WHAT THE TASK REQUIRES: Rewrite the records below, changing every "parsley" to "cilantro" and keeping everything else the same. Leave the pictures out of your answer.

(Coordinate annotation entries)

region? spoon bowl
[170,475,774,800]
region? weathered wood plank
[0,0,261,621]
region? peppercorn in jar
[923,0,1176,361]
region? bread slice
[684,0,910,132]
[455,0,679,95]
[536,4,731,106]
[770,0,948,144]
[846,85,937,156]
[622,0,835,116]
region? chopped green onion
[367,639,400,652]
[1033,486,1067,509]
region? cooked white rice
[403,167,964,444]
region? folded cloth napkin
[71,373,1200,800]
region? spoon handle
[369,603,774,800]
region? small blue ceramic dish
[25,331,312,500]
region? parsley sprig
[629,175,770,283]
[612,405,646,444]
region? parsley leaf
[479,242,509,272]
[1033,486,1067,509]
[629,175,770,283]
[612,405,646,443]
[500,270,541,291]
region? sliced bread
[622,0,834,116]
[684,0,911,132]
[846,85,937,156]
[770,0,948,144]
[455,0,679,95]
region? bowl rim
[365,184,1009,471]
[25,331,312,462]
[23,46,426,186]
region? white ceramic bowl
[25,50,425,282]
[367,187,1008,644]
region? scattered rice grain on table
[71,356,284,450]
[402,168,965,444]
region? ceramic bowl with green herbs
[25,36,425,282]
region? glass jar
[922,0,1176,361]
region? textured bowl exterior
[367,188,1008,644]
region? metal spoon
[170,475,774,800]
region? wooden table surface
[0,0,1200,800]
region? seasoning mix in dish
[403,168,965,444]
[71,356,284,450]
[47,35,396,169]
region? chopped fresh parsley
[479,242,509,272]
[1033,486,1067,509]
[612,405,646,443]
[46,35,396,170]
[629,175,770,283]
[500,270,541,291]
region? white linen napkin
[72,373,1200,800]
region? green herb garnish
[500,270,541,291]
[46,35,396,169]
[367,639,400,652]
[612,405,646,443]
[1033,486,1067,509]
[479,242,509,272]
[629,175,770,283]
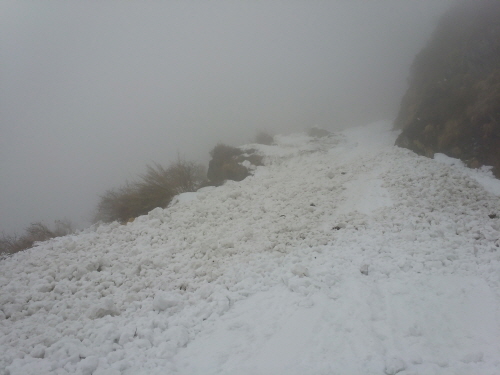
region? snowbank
[0,123,500,375]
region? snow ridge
[0,122,500,375]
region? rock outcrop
[207,144,262,185]
[395,0,500,177]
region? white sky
[0,0,451,233]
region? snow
[0,122,500,375]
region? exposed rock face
[207,144,262,185]
[395,0,500,177]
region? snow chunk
[153,292,180,311]
[87,297,120,319]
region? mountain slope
[0,123,500,375]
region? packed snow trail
[0,123,500,375]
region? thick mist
[0,0,451,233]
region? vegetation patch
[395,0,500,177]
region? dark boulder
[395,0,500,176]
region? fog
[0,0,451,233]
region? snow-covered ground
[0,123,500,375]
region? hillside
[0,122,500,375]
[395,0,500,177]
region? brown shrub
[94,159,205,223]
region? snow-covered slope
[0,123,500,375]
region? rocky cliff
[395,0,500,177]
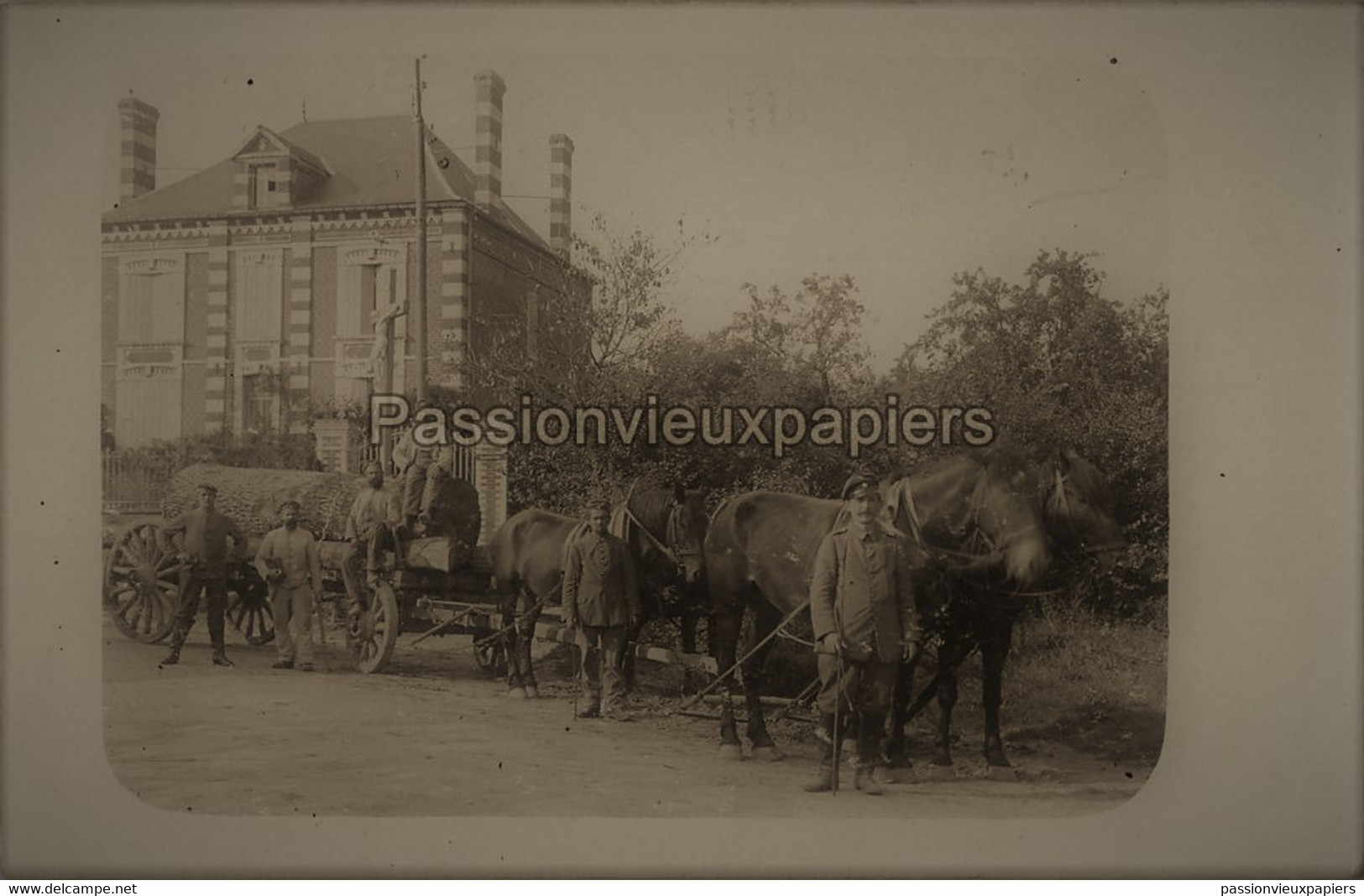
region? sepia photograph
[3,3,1364,877]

FINISHED EXERCISE:
region? spoon bowl
[170,475,774,800]
region? weathered wood plank
[0,0,261,621]
region? peppercorn in jar
[923,0,1176,361]
region? bread slice
[684,0,910,132]
[455,0,679,95]
[536,4,731,106]
[770,0,948,144]
[846,85,937,156]
[622,0,835,116]
region? chopped green onion
[367,639,400,652]
[1033,486,1067,509]
region? cooked white rice
[403,167,964,444]
region? folded cloth napkin
[71,373,1200,800]
region? spoon handle
[369,603,774,800]
region? small blue ceramic dish
[25,331,312,500]
region? cilantro sprig
[629,175,770,283]
[612,405,646,444]
region? cilantro leaf
[479,242,509,272]
[1033,486,1067,509]
[629,175,770,283]
[612,405,646,443]
[500,270,541,291]
region? sliced bread
[622,0,834,116]
[684,0,911,132]
[846,85,937,156]
[770,0,948,144]
[455,0,679,95]
region? bowl rim
[365,184,1009,471]
[25,331,312,462]
[23,46,426,186]
region? white ceramic bowl
[25,50,425,282]
[367,187,1008,644]
region? scattered rice grain on table
[71,356,284,450]
[402,168,965,444]
region? ceramic bowl with green herbs
[25,36,425,282]
region? glass jar
[922,0,1176,361]
region? textured bowl exterior
[367,188,1008,644]
region? metal spoon
[170,475,774,800]
region? wooden table surface
[0,0,1200,800]
region? seasoning mix in dish
[403,168,965,444]
[71,356,284,450]
[47,35,396,169]
region? chopped fresh cilantro
[479,242,509,272]
[1033,486,1067,509]
[612,405,646,443]
[46,35,396,170]
[629,175,770,283]
[500,270,541,291]
region? white linen napkin
[72,373,1200,800]
region? green herb garnish
[500,270,541,291]
[46,35,396,169]
[367,639,400,652]
[612,405,646,443]
[1033,486,1067,509]
[479,242,509,272]
[629,175,770,283]
region? snowbank
[0,123,500,375]
region? snow ridge
[0,122,500,375]
region? rock outcrop
[207,144,262,185]
[395,0,500,177]
region? white sky
[0,0,451,233]
region? snow
[0,122,500,375]
region? exposed rock face
[207,144,262,185]
[395,0,500,177]
region? snow chunk
[153,292,180,311]
[87,297,120,319]
region? mountain slope
[0,123,500,375]
region? packed snow trail
[0,123,500,375]
region? thick mist
[0,0,451,233]
region? vegetation patch
[395,0,500,177]
region? dark boulder
[395,0,500,176]
region? fog
[0,0,451,233]
region? snow-covered ground
[0,123,500,375]
region? hillside
[0,122,500,375]
[395,0,500,177]
region? brown shrub
[94,159,205,223]
region? snow-covered slope
[0,123,500,375]
region? rocky cliff
[395,0,500,177]
region? sepia photograph
[3,3,1364,877]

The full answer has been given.